Par : Mustapha Hammouche

Des agents qui surgissent dans le champ de la caméra, juste pour le plaisir d’assener coups de poing et coups de pied à la tête et dans le dos de personnes déjà arrêtées et empoignées. L’un d’eux s’acharne à coups de botte sur un jeune homme inerte, avant que d’autres ne viennent le traîner sans même jeter un regard sur “leur prise” pour s’assurer de son état…
Certains accourent uniquement pour cogner, pour ensuite se déporter vers une autre proie qui passe, colletée par des collègues, et qu’ils frappent encore. Parfois, ils sont si nombreux à se partager la même victime que le dernier venu peine à trouver un espace par lequel faire passer son poing ou sa matraque.
Et l’on peut voir tout cela le temps d’un film de deux minutes ! Ce n’est donc, là, qu’une infime séquence de la journée de répression contre les manifestants commémorant le trente-quatrième anniversaire du Printemps amazigh à Tizi Ouzou. On peut imaginer ce que les jeunes subissent une fois à l’intérieur des locaux.
Les images de cette vidéo révèlent une hargne répressive qui en dit long sur l’état d’esprit du service d’ordre dépêché pour “encadrer” la marche. Cet état d’esprit n’a pas, tout de même, spontanément submergé tous ces agents, ce 20 avril ! L’on n’en voit aucun, dans ce film, qui tente de s’interposer pour freiner l’excès de brutalité de ses collègues, comme cela arrive quand des fonctionnaires cèdent à l’énervement.

■ ■ ■ ■

Consigne 1: D'après l'extrait, quel anniversaire les manifestants de Tizi Ouzou commémoraient-ils ?
Consigne 2: Traduisez en anglais cette phrase de l'extrait : « On peut imaginer ce que les jeunes subissent une fois à l’intérieur des locaux. »
La liste n'intervient pas ici.

■ ■ ■ ■

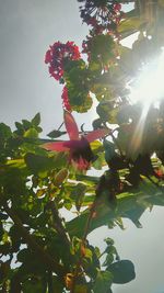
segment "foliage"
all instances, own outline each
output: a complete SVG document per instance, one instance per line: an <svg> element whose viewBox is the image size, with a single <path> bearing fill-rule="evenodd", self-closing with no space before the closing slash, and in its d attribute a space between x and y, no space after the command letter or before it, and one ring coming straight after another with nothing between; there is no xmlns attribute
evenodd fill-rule
<svg viewBox="0 0 164 293"><path fill-rule="evenodd" d="M50 74L63 84L63 129L40 138L39 114L16 122L13 132L0 123L3 293L112 293L113 283L136 278L133 263L120 259L113 239L101 251L87 235L103 225L124 228L125 217L141 227L147 209L164 205L163 97L141 128L143 106L131 103L127 89L161 52L164 1L136 0L127 13L121 4L131 1L79 2L91 26L82 55L73 42L57 42L46 54ZM120 41L134 32L132 48L124 47ZM92 132L80 132L71 112L91 109L93 94L98 119ZM60 140L66 132L70 140ZM102 176L90 176L91 166ZM73 219L63 211L74 211Z"/></svg>

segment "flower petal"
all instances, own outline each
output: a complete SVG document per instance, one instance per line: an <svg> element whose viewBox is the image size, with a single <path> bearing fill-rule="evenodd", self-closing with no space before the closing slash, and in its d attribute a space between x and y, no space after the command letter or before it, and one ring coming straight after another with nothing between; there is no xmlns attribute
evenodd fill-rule
<svg viewBox="0 0 164 293"><path fill-rule="evenodd" d="M66 129L68 132L68 135L70 137L70 139L79 139L79 129L78 129L78 125L72 116L71 113L69 113L68 111L65 111L65 125L66 125Z"/></svg>
<svg viewBox="0 0 164 293"><path fill-rule="evenodd" d="M89 143L92 143L101 137L106 136L107 134L109 134L112 131L108 128L101 128L101 129L96 129L93 131L86 135L84 135L84 137L87 139Z"/></svg>
<svg viewBox="0 0 164 293"><path fill-rule="evenodd" d="M47 143L47 144L44 144L42 147L47 150L68 151L69 148L65 145L66 143L67 142Z"/></svg>

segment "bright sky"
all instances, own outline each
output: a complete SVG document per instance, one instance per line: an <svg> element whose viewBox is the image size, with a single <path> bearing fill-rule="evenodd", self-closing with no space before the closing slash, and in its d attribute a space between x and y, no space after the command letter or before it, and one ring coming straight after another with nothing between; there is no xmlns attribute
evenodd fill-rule
<svg viewBox="0 0 164 293"><path fill-rule="evenodd" d="M14 126L40 112L45 133L61 123L62 86L49 78L44 56L56 41L81 45L87 27L78 11L77 0L0 0L0 122ZM126 232L102 228L102 237L114 237L120 257L133 260L138 270L134 282L114 293L162 293L157 290L164 288L163 210L156 211L143 216L141 230L130 223Z"/></svg>

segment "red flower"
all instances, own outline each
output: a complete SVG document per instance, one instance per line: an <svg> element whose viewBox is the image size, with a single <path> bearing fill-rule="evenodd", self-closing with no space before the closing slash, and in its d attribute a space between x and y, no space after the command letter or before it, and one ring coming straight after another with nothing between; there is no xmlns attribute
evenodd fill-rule
<svg viewBox="0 0 164 293"><path fill-rule="evenodd" d="M70 60L78 60L80 58L79 47L73 42L62 44L56 42L46 52L45 63L49 64L49 74L56 80L60 80L65 72L65 63Z"/></svg>
<svg viewBox="0 0 164 293"><path fill-rule="evenodd" d="M68 95L68 89L66 86L63 87L61 98L62 98L63 109L71 111L71 105L70 105L69 95Z"/></svg>
<svg viewBox="0 0 164 293"><path fill-rule="evenodd" d="M79 135L78 125L71 113L65 111L65 125L70 140L44 144L43 147L54 151L69 151L69 162L79 170L87 170L94 160L90 143L110 133L107 128L99 128L86 135Z"/></svg>

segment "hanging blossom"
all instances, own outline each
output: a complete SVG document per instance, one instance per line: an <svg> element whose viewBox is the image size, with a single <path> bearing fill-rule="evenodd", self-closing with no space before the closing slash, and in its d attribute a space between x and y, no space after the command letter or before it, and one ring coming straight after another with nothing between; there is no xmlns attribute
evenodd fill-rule
<svg viewBox="0 0 164 293"><path fill-rule="evenodd" d="M68 95L68 88L66 86L63 87L61 99L62 99L63 109L71 111L71 105L70 105L69 95Z"/></svg>
<svg viewBox="0 0 164 293"><path fill-rule="evenodd" d="M56 42L52 46L49 46L45 55L45 63L49 65L50 76L60 81L65 72L65 63L79 58L79 47L75 46L74 42L67 42L66 44Z"/></svg>
<svg viewBox="0 0 164 293"><path fill-rule="evenodd" d="M70 112L65 111L63 120L70 140L47 143L43 147L47 150L68 151L69 164L72 164L78 170L87 170L95 159L90 143L108 135L110 129L99 128L85 135L79 135L78 125Z"/></svg>
<svg viewBox="0 0 164 293"><path fill-rule="evenodd" d="M96 34L103 33L104 30L117 31L124 13L121 4L112 0L78 0L83 2L80 7L81 18L83 22L91 25Z"/></svg>

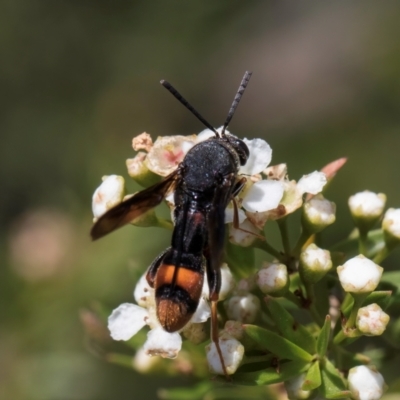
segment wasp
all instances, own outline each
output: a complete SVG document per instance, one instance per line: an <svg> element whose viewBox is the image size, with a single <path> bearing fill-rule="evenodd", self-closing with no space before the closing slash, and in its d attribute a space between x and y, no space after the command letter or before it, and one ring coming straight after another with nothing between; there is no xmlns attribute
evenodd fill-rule
<svg viewBox="0 0 400 400"><path fill-rule="evenodd" d="M225 375L227 373L218 341L217 320L225 209L231 201L234 202L234 225L238 226L234 197L246 181L238 177L238 171L249 157L247 145L225 131L250 77L251 72L246 71L220 133L170 83L161 81L215 136L193 146L177 169L164 180L108 210L91 230L92 239L99 239L156 207L174 191L175 225L171 246L154 260L146 278L155 290L157 317L161 326L167 332L176 332L195 313L202 293L204 273L207 272L211 339L215 343Z"/></svg>

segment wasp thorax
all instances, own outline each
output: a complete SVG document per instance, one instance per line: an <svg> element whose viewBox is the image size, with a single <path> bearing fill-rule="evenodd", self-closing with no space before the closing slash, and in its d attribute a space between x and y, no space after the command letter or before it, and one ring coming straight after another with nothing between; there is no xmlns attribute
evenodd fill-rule
<svg viewBox="0 0 400 400"><path fill-rule="evenodd" d="M245 165L250 155L247 144L243 142L243 140L232 135L227 136L227 138L228 142L239 156L240 165Z"/></svg>

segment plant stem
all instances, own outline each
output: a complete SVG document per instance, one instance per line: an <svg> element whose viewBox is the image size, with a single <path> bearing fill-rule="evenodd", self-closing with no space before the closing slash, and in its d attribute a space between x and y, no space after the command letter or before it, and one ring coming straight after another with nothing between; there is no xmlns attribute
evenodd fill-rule
<svg viewBox="0 0 400 400"><path fill-rule="evenodd" d="M367 246L367 238L368 238L368 231L359 229L359 236L358 236L358 251L365 257L368 257L368 246Z"/></svg>
<svg viewBox="0 0 400 400"><path fill-rule="evenodd" d="M280 218L276 220L276 222L278 223L279 231L281 233L282 244L283 244L283 249L285 251L285 255L289 257L291 251L290 251L289 233L287 228L287 219Z"/></svg>
<svg viewBox="0 0 400 400"><path fill-rule="evenodd" d="M387 246L385 246L380 251L378 251L372 261L376 264L380 264L389 255L389 253L389 249L387 248Z"/></svg>
<svg viewBox="0 0 400 400"><path fill-rule="evenodd" d="M266 253L271 254L281 262L284 260L282 254L270 244L268 244L266 240L256 240L253 246L257 249L264 250Z"/></svg>
<svg viewBox="0 0 400 400"><path fill-rule="evenodd" d="M310 239L312 236L312 233L309 233L306 231L304 228L301 231L300 237L297 240L296 246L294 246L294 249L292 251L292 256L295 258L298 258L298 256L301 253L301 249L303 248L304 244L307 243L307 240Z"/></svg>

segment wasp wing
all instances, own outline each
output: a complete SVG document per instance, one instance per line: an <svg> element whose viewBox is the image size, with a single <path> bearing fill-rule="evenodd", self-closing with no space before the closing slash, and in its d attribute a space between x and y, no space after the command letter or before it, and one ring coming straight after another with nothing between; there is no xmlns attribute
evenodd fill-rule
<svg viewBox="0 0 400 400"><path fill-rule="evenodd" d="M221 287L220 267L225 242L225 208L231 196L231 189L230 179L217 186L207 218L207 279L212 301L218 300Z"/></svg>
<svg viewBox="0 0 400 400"><path fill-rule="evenodd" d="M92 239L100 239L160 204L179 181L178 171L179 168L161 182L134 194L104 213L90 231Z"/></svg>

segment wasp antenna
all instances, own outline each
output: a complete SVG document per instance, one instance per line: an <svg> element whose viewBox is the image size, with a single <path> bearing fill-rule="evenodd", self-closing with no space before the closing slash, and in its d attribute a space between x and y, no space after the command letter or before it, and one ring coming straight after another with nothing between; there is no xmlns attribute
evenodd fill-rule
<svg viewBox="0 0 400 400"><path fill-rule="evenodd" d="M233 99L233 103L231 105L231 108L228 112L228 116L226 117L226 121L224 123L224 126L222 127L222 132L221 132L221 136L225 135L225 129L228 127L229 123L231 122L231 119L233 117L233 114L235 114L236 108L240 102L240 99L242 98L242 95L244 93L244 90L246 89L247 84L249 83L249 80L251 78L252 72L250 71L246 71L242 82L240 82L240 86L239 89L236 93L235 98Z"/></svg>
<svg viewBox="0 0 400 400"><path fill-rule="evenodd" d="M211 129L217 137L220 137L220 134L217 130L206 121L199 113L195 110L195 108L167 81L160 81L161 85L165 87L177 100L179 100L198 120L200 120L208 129Z"/></svg>

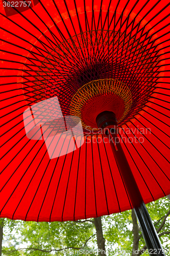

■ ■ ■ ■

Solution 1: Le trente-quatrième anniversaire du Printemps amazigh.

Solution 2: One can imagine what the young people endure once inside the premises.